What to work on: Report each line of the listing below that contains the word "interior", copying every such line in full.

Data section:
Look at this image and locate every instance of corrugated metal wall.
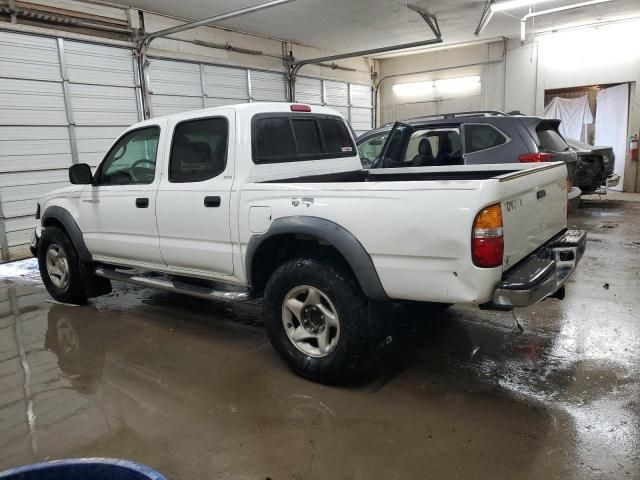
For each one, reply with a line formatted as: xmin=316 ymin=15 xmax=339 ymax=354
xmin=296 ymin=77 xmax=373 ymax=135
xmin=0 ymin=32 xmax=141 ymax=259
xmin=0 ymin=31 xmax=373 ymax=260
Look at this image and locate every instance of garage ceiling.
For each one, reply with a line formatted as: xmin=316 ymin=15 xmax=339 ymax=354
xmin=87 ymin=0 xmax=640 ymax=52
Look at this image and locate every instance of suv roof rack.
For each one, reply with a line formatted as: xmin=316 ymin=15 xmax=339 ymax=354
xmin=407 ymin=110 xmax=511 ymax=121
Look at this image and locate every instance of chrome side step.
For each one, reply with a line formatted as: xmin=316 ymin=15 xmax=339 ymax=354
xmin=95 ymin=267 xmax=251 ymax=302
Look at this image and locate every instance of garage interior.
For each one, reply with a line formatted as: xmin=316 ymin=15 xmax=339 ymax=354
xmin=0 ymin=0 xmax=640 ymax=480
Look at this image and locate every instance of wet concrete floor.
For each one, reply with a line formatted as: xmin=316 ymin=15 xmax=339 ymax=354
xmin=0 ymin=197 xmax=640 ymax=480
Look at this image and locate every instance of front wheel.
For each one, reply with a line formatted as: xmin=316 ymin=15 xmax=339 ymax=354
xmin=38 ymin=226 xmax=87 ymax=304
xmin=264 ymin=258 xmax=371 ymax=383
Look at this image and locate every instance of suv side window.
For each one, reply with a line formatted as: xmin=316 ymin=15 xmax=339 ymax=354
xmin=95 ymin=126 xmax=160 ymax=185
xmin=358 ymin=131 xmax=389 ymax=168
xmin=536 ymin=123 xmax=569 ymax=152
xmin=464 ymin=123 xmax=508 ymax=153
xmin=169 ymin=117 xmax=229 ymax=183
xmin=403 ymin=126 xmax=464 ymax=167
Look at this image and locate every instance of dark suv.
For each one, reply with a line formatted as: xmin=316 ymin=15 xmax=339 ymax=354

...

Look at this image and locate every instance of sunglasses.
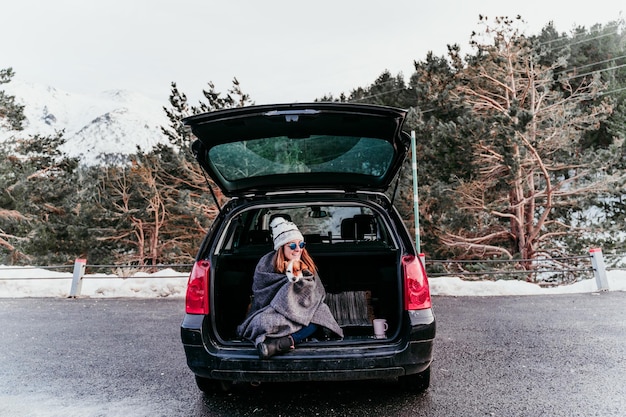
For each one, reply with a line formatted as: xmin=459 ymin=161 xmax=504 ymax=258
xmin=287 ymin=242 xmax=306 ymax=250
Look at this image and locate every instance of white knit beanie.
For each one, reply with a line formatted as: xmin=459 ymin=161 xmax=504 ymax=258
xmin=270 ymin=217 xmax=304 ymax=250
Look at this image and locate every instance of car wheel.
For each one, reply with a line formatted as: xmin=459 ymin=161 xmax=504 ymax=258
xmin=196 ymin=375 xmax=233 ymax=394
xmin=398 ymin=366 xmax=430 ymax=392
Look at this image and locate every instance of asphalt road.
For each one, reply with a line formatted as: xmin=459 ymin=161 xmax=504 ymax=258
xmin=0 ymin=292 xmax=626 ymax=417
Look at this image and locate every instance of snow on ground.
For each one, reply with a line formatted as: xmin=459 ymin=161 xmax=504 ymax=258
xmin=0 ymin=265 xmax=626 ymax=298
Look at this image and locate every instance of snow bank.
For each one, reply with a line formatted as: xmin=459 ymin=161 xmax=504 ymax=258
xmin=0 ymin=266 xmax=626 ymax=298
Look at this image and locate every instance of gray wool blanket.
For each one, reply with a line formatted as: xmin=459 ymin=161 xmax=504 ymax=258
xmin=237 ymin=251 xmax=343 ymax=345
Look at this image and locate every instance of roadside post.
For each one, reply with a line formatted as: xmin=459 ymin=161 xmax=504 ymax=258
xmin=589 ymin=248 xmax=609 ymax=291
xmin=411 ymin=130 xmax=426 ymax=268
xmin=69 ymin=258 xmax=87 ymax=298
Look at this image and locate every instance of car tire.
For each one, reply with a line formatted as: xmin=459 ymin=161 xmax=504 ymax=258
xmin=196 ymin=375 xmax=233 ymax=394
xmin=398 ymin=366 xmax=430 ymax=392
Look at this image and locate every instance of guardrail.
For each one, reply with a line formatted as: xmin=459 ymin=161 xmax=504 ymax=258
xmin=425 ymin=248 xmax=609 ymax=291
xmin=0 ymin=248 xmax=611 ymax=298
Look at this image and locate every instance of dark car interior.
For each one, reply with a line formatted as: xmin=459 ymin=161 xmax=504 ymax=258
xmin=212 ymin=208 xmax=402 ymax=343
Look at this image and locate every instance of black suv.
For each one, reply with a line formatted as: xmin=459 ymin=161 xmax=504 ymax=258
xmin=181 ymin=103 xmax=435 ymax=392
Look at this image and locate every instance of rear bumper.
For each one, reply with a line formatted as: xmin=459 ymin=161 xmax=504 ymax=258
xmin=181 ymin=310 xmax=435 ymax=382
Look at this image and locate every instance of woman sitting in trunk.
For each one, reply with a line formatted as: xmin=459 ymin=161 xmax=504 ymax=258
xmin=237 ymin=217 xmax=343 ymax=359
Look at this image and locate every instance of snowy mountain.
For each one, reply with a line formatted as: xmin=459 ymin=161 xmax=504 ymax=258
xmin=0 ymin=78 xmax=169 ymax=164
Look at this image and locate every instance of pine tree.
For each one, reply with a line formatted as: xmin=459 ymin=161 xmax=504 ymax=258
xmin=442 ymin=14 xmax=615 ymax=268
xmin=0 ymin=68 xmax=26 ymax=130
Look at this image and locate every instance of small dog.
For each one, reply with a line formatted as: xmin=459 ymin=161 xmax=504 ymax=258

Written solution:
Look at this image and locate every instance of garage interior.
Look at this image and locate every instance of dark car interior.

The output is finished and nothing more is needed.